EXERCISE DIRECTIONS » Output exactly the line containing "Where can you see the dark blue" and each line after it through the last line of the records, and nothing else.

══════════

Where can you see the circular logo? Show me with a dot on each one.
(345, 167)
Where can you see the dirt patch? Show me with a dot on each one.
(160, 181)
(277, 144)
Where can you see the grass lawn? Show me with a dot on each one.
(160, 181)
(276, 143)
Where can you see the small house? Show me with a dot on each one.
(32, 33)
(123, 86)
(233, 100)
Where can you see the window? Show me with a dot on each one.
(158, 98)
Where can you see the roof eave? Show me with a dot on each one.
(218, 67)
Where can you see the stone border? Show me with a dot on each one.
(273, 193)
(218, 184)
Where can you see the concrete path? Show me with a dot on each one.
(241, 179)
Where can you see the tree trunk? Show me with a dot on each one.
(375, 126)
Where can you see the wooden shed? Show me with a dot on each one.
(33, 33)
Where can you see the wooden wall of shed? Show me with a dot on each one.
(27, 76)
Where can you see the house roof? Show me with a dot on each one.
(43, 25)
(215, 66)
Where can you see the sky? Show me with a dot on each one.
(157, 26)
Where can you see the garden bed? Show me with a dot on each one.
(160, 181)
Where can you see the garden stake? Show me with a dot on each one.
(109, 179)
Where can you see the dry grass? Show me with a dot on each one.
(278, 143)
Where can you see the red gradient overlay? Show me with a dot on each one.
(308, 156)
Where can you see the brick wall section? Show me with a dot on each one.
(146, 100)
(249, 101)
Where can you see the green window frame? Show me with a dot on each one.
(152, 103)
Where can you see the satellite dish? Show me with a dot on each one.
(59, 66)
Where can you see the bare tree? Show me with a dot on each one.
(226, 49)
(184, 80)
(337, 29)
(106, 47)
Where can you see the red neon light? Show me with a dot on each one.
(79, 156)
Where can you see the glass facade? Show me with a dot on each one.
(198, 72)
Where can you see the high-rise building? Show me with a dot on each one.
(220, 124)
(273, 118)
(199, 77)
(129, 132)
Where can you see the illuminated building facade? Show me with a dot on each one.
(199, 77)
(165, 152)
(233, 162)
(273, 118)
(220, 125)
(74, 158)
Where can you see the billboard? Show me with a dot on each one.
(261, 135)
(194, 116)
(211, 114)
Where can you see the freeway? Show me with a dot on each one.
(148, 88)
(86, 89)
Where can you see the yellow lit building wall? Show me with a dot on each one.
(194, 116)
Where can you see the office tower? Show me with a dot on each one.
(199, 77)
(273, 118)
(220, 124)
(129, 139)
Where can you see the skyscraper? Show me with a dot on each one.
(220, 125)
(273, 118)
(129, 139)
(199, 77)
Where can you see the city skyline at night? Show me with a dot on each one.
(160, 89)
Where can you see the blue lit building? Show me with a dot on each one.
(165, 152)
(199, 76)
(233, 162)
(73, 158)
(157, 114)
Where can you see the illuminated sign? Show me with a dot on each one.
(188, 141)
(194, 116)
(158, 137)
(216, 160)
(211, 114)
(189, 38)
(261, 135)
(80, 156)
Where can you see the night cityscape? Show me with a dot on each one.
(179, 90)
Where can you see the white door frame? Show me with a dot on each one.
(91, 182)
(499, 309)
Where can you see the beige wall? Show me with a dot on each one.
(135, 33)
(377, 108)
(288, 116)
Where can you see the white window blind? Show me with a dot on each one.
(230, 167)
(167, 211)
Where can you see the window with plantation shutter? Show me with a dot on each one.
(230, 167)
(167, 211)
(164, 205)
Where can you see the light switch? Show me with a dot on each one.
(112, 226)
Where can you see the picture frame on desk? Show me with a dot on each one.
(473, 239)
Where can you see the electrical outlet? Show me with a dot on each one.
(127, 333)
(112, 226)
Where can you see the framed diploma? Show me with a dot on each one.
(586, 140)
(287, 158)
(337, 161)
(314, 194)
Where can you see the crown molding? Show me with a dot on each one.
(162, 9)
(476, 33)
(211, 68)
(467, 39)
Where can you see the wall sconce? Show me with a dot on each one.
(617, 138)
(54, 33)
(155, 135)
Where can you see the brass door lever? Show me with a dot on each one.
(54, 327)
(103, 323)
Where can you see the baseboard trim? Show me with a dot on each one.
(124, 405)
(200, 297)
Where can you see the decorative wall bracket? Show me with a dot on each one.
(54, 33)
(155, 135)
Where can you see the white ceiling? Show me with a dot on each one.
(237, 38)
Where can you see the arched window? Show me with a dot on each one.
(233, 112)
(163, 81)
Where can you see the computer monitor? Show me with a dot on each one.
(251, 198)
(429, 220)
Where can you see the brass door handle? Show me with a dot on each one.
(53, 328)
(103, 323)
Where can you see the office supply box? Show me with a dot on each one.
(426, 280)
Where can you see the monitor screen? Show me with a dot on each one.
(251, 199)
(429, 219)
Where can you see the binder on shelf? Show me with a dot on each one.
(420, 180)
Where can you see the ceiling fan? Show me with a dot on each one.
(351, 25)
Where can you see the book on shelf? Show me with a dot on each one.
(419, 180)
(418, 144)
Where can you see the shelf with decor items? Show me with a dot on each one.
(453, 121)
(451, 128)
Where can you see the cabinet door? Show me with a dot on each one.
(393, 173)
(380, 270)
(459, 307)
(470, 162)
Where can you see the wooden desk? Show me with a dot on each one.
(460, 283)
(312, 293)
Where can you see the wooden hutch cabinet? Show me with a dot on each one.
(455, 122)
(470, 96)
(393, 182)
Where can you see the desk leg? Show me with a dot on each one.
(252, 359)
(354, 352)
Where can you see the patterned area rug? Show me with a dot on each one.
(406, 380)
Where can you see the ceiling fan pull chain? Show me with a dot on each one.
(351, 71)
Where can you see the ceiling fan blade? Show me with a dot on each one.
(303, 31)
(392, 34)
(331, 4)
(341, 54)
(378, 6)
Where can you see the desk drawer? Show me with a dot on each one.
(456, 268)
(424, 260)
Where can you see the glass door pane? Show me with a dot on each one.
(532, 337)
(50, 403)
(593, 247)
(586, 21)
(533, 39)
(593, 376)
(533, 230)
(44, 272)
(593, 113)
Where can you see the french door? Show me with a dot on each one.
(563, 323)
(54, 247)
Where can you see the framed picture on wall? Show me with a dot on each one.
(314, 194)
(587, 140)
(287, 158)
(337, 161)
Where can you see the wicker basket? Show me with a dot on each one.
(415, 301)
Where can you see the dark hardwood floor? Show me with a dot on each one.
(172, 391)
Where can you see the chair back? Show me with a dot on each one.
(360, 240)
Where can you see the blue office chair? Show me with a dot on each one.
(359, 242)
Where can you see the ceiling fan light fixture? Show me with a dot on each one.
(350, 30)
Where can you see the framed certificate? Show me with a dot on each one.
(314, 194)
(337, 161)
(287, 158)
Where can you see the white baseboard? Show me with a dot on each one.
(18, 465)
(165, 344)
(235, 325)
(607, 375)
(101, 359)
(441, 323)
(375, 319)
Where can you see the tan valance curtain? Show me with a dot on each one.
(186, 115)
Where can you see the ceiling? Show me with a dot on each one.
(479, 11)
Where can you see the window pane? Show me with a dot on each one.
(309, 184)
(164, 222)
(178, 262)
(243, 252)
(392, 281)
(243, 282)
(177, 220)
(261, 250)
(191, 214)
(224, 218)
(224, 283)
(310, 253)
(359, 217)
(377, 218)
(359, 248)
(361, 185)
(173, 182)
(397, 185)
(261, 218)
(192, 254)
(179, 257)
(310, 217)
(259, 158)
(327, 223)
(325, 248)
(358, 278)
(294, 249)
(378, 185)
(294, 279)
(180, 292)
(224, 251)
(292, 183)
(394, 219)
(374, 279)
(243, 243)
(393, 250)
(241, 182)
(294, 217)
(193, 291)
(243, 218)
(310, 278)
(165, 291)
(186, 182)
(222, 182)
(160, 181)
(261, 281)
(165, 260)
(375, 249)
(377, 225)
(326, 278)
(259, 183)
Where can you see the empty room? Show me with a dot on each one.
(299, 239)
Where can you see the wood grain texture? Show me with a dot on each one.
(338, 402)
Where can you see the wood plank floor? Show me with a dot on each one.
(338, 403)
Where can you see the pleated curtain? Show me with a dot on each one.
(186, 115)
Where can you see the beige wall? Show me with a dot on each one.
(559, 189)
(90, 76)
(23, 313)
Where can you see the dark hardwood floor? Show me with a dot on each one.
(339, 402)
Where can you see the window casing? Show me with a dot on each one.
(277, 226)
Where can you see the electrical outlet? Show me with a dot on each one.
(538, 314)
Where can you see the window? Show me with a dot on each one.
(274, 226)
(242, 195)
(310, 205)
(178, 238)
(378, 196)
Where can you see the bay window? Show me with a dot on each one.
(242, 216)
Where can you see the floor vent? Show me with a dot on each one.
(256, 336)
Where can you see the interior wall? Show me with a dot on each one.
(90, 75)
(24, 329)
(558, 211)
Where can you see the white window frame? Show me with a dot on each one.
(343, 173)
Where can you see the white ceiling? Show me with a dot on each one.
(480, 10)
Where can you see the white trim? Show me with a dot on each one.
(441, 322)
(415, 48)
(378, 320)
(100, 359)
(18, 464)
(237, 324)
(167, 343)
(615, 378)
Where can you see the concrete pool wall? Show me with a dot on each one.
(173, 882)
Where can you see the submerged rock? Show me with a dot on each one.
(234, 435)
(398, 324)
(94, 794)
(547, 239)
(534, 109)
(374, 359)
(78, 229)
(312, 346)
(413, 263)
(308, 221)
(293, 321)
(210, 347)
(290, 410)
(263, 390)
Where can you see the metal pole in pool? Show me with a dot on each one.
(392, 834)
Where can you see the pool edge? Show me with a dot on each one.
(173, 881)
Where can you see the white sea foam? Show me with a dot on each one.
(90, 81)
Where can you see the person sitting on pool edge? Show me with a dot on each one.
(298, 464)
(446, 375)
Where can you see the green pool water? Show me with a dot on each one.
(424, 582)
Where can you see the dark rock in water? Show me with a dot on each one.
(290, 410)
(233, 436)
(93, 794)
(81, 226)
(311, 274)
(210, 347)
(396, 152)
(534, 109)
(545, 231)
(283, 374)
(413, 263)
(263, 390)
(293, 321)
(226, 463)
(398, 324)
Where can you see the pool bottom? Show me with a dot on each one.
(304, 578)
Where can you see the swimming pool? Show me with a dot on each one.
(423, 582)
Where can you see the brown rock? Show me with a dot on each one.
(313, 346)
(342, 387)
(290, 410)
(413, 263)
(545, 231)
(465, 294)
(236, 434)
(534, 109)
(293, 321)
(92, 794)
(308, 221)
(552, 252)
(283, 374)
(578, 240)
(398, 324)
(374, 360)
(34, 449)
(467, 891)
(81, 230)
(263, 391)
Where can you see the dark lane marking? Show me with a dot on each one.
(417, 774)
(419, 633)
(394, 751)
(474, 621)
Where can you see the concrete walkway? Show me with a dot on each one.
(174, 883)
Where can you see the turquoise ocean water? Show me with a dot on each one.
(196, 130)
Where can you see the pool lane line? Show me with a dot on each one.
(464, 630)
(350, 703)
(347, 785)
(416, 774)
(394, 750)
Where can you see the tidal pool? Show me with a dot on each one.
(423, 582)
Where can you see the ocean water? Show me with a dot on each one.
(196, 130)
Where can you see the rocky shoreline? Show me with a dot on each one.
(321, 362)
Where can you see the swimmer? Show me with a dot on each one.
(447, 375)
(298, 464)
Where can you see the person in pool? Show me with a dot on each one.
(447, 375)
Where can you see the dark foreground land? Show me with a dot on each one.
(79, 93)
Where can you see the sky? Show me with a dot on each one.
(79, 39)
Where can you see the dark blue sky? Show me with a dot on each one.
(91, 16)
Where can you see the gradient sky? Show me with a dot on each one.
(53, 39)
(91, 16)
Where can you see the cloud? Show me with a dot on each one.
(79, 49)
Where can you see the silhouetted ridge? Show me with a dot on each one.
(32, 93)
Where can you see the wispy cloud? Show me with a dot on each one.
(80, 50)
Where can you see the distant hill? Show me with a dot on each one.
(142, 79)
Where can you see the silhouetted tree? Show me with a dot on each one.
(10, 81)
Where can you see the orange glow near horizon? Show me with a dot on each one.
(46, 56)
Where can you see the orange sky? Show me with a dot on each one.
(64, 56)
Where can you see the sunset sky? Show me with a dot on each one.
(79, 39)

══════════

ANSWER BOX »
Where can you see the dark blue sky? Show me with a dot on each one.
(91, 16)
Where can you see the gradient sky? Show me with a dot on each one.
(53, 39)
(91, 16)
Where can you see the cloud? Show me with a dot on each one.
(79, 49)
Where can you see the silhouetted ridge? Show me with a dot on each one.
(32, 93)
Where can you see the wispy cloud? Show me with a dot on each one.
(80, 50)
Where can you see the distant hill? Show me with a dot on each one.
(142, 79)
Where can you see the silhouetted tree? Show me with a dot on each one.
(10, 81)
Where can you see the orange glow near horizon? Show me with a dot on each one.
(46, 56)
Where can you see the orange sky? Show me with a dot on each one.
(64, 56)
Where can you see the sunset sky? Show me with a dot on each one.
(79, 39)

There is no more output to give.